**What the task requires**
Resize the material below from the line containing "Tag the rear passenger" through the end of the material, both ends included, and give every line again with each answer point coordinate multiplied by 0.75 and rounded to a whole number (halves round up), while each sample point after "in the form" stays unchanged. Leave the pictures out.

********************

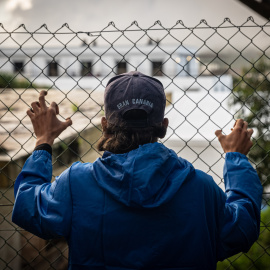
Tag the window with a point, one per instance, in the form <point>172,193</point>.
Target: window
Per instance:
<point>53,69</point>
<point>18,66</point>
<point>121,68</point>
<point>86,69</point>
<point>157,68</point>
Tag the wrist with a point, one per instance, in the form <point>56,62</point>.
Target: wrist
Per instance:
<point>42,140</point>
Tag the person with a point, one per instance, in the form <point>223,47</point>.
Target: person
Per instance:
<point>140,206</point>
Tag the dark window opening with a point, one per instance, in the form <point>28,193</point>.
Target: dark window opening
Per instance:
<point>121,68</point>
<point>86,69</point>
<point>157,68</point>
<point>53,69</point>
<point>18,66</point>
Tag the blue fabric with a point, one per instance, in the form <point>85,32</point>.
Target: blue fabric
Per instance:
<point>146,209</point>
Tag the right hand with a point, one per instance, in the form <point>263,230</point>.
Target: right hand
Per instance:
<point>238,140</point>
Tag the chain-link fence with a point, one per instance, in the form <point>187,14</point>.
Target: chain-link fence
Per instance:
<point>211,75</point>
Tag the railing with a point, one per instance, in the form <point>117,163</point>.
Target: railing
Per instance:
<point>212,76</point>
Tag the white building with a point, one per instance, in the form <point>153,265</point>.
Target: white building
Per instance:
<point>198,105</point>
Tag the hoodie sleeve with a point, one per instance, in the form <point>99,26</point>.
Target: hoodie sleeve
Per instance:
<point>239,222</point>
<point>41,207</point>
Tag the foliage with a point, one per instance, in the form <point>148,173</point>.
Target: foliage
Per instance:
<point>74,107</point>
<point>258,256</point>
<point>12,81</point>
<point>251,95</point>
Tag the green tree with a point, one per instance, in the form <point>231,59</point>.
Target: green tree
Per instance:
<point>251,98</point>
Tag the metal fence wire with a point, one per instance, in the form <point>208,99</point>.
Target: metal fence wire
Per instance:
<point>211,75</point>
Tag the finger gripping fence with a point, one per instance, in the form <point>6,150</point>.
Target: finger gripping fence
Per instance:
<point>212,75</point>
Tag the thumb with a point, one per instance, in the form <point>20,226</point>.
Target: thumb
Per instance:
<point>219,134</point>
<point>68,122</point>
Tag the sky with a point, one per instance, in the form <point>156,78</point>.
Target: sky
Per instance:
<point>90,15</point>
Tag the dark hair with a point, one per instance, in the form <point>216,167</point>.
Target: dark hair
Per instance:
<point>122,139</point>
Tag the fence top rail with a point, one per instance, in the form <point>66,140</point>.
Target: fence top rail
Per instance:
<point>157,26</point>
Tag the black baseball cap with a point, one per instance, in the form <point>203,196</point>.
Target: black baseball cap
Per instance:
<point>134,91</point>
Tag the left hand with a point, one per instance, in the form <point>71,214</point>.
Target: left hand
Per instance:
<point>46,125</point>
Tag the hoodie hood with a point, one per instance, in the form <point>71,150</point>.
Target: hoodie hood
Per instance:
<point>145,177</point>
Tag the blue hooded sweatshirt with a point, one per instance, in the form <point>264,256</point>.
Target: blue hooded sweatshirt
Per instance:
<point>146,209</point>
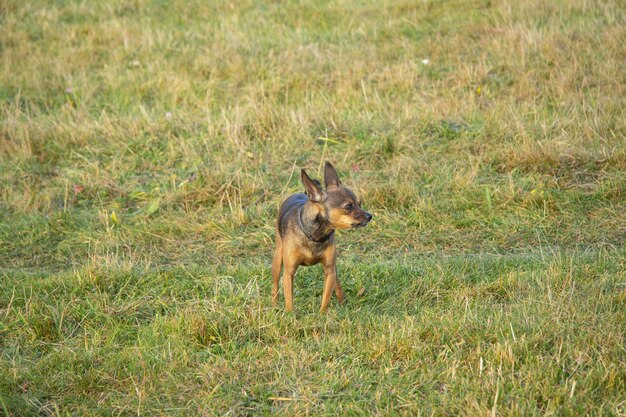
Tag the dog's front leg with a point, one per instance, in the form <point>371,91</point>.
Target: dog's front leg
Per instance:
<point>330,277</point>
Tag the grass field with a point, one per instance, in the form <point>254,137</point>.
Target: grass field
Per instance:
<point>145,147</point>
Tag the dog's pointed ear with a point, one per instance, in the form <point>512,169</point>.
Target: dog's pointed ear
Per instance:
<point>313,188</point>
<point>331,179</point>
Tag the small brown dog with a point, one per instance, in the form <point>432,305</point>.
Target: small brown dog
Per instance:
<point>305,232</point>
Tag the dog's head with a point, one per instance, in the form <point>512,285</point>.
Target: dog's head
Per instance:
<point>337,204</point>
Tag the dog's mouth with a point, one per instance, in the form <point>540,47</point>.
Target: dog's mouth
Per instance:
<point>359,225</point>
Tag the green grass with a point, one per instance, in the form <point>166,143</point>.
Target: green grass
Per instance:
<point>145,148</point>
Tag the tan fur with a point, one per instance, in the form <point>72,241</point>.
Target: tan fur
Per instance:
<point>305,234</point>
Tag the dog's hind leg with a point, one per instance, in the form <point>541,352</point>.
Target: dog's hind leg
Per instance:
<point>277,264</point>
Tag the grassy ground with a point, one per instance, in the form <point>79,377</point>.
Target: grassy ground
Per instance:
<point>145,147</point>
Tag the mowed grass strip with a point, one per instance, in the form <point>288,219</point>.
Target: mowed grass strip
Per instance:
<point>460,335</point>
<point>145,148</point>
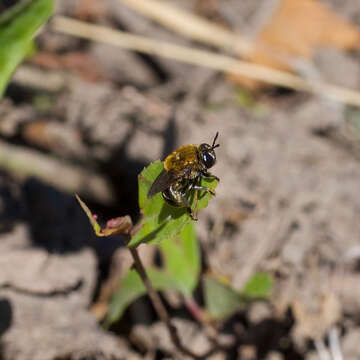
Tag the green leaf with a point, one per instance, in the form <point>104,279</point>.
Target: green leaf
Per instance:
<point>132,287</point>
<point>17,30</point>
<point>181,272</point>
<point>220,298</point>
<point>160,220</point>
<point>259,286</point>
<point>182,259</point>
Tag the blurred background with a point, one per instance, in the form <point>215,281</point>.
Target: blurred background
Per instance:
<point>89,108</point>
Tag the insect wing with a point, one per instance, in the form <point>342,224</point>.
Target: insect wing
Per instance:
<point>162,182</point>
<point>166,179</point>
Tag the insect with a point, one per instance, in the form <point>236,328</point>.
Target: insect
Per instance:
<point>183,170</point>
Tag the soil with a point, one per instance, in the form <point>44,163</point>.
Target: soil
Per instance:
<point>288,201</point>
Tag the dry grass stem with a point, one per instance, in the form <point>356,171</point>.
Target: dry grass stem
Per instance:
<point>203,58</point>
<point>196,28</point>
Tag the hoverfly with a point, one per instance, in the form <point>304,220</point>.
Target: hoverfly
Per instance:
<point>183,170</point>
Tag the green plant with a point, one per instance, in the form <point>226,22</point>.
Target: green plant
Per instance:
<point>18,26</point>
<point>174,232</point>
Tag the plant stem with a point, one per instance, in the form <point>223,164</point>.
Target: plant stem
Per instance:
<point>162,312</point>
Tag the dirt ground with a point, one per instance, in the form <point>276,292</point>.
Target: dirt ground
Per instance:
<point>288,202</point>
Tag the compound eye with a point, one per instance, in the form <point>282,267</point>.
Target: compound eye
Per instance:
<point>209,159</point>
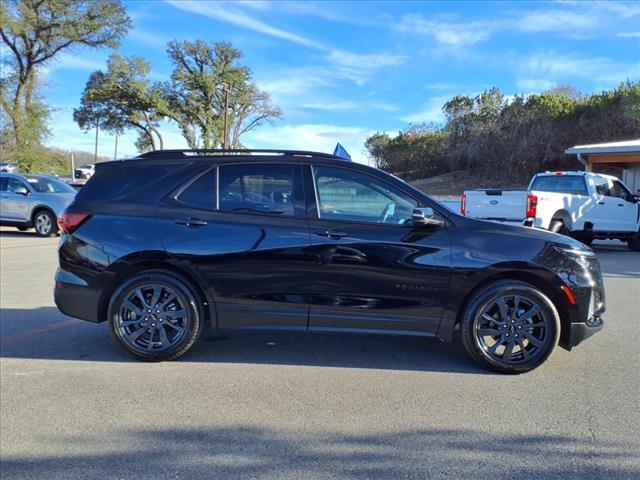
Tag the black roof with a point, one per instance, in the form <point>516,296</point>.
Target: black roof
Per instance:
<point>204,153</point>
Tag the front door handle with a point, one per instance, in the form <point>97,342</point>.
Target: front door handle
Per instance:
<point>333,234</point>
<point>191,222</point>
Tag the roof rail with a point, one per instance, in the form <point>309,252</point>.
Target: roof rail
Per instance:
<point>206,152</point>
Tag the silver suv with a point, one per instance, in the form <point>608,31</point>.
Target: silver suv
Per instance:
<point>33,201</point>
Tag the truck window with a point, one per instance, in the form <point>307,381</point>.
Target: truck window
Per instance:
<point>572,184</point>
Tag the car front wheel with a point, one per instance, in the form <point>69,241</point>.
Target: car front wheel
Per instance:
<point>155,316</point>
<point>45,223</point>
<point>510,327</point>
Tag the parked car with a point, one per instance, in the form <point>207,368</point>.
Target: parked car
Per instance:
<point>160,245</point>
<point>85,171</point>
<point>33,201</point>
<point>584,205</point>
<point>6,167</point>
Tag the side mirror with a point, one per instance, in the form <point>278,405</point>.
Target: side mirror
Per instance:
<point>424,217</point>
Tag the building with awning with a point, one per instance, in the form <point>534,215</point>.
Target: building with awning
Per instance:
<point>620,158</point>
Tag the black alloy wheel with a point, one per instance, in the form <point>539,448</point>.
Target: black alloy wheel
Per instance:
<point>155,316</point>
<point>510,327</point>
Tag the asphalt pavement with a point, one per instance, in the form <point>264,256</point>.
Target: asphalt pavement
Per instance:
<point>273,405</point>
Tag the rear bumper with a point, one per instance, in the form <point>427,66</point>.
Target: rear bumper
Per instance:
<point>74,298</point>
<point>581,331</point>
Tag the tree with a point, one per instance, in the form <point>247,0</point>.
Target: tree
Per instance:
<point>206,80</point>
<point>35,31</point>
<point>121,98</point>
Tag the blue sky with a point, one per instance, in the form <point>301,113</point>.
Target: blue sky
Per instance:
<point>341,71</point>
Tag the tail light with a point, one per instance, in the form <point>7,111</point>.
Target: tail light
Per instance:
<point>70,221</point>
<point>532,206</point>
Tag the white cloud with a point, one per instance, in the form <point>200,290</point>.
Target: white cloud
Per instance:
<point>431,113</point>
<point>550,68</point>
<point>219,11</point>
<point>314,137</point>
<point>447,33</point>
<point>629,34</point>
<point>557,20</point>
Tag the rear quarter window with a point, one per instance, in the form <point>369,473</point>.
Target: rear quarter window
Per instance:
<point>116,181</point>
<point>573,185</point>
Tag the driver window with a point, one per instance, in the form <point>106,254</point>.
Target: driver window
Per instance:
<point>348,195</point>
<point>618,190</point>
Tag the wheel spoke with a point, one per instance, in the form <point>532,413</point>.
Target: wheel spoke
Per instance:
<point>525,353</point>
<point>169,299</point>
<point>138,293</point>
<point>164,340</point>
<point>175,313</point>
<point>494,347</point>
<point>529,313</point>
<point>157,291</point>
<point>175,327</point>
<point>533,340</point>
<point>133,307</point>
<point>509,350</point>
<point>489,332</point>
<point>135,335</point>
<point>150,345</point>
<point>502,306</point>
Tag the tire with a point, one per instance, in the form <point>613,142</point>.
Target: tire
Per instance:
<point>45,223</point>
<point>143,318</point>
<point>489,331</point>
<point>558,226</point>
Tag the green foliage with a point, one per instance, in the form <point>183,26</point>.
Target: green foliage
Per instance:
<point>121,98</point>
<point>33,32</point>
<point>206,79</point>
<point>513,139</point>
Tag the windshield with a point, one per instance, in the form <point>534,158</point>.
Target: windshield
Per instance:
<point>49,185</point>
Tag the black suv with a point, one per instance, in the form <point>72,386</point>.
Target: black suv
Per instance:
<point>170,241</point>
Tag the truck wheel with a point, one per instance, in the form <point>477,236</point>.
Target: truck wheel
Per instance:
<point>558,226</point>
<point>510,327</point>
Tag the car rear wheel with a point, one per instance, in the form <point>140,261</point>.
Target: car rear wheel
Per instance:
<point>510,327</point>
<point>155,316</point>
<point>45,223</point>
<point>558,226</point>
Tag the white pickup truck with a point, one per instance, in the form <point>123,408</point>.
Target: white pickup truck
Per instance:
<point>584,205</point>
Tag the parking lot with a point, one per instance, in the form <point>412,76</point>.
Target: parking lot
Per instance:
<point>296,405</point>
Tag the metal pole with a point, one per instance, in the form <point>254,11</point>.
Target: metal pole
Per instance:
<point>95,154</point>
<point>226,109</point>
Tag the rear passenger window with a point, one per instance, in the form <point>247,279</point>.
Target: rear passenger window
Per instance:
<point>572,184</point>
<point>201,192</point>
<point>261,188</point>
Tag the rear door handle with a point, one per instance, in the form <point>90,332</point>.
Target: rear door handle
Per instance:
<point>191,222</point>
<point>334,234</point>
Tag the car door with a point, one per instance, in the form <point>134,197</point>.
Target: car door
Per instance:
<point>15,206</point>
<point>614,209</point>
<point>373,269</point>
<point>243,228</point>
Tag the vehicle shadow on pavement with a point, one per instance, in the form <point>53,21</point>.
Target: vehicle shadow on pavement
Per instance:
<point>45,333</point>
<point>254,452</point>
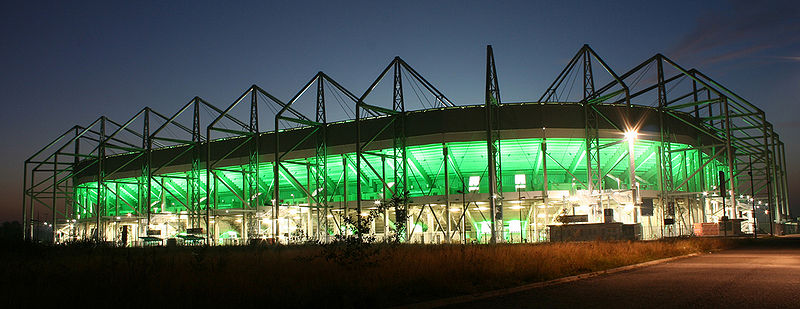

********************

**Reply to the task**
Tag the rear passenger window with a point, one per instance, in the form <point>247,279</point>.
Target: rear passenger window
Per instance:
<point>429,138</point>
<point>151,144</point>
<point>196,141</point>
Tag the rear door handle with a point, one per instance, in the form <point>90,332</point>.
Target: rear door handle
Per instance:
<point>143,167</point>
<point>251,176</point>
Tag the car door with a point, one per instance, in the form <point>134,197</point>.
Target: car door
Per instance:
<point>11,155</point>
<point>461,157</point>
<point>280,202</point>
<point>182,171</point>
Tag the vehicle shadow on pavement with a point, one per instance, in the form <point>53,21</point>.
Target: vehicle shadow on pavement
Per instance:
<point>34,250</point>
<point>191,339</point>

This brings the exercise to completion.